RECORDS:
########
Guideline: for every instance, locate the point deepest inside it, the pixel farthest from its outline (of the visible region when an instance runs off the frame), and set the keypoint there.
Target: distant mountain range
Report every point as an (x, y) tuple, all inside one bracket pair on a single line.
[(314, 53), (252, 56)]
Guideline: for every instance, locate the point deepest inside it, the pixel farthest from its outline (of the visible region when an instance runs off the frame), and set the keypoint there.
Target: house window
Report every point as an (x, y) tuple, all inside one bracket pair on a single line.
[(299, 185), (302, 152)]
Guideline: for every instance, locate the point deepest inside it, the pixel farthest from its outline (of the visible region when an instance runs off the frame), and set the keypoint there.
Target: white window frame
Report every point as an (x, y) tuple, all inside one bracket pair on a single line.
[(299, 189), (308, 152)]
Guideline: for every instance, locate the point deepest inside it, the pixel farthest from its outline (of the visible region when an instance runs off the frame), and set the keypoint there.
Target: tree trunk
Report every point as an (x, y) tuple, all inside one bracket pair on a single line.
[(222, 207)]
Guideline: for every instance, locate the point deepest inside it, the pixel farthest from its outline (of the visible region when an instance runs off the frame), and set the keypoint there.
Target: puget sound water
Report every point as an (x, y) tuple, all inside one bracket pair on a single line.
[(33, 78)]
########
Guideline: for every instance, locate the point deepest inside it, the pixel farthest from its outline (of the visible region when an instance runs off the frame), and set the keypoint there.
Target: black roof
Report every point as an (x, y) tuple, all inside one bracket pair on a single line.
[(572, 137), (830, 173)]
########
EXERCISE DIRECTIONS:
Tally the lines in the data above that contain the string "Target", and reply with that number alone.

WRITTEN ANSWER:
6